### Exercise goal
Count the lines in the records below that contain the word "wall". Give only the number.
— BEGIN Recorded information —
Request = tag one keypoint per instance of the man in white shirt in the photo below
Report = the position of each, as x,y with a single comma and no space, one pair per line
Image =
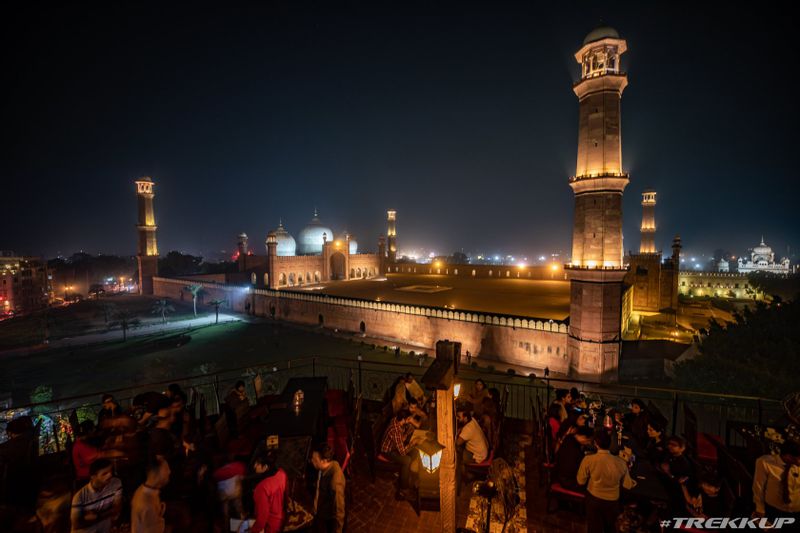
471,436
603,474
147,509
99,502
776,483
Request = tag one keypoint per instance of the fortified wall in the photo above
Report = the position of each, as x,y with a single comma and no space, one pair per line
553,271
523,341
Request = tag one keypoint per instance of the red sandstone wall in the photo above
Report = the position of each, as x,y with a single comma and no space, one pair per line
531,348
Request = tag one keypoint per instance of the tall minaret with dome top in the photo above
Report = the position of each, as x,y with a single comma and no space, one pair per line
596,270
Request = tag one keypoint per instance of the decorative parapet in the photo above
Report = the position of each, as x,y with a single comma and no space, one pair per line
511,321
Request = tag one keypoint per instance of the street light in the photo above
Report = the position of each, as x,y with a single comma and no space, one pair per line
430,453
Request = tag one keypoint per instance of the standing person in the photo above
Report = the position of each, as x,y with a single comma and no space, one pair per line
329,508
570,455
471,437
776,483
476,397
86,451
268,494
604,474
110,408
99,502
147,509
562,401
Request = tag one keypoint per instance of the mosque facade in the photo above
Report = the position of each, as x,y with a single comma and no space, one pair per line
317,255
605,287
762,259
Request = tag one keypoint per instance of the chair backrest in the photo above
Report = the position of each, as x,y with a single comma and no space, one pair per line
— END Recorded information —
— BEGIN Recorded information —
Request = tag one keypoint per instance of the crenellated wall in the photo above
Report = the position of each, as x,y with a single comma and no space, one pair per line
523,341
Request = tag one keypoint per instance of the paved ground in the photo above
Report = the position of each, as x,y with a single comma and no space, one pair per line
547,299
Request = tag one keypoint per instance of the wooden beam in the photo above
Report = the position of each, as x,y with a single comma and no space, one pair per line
— END Recorded information —
### Exercise solution
3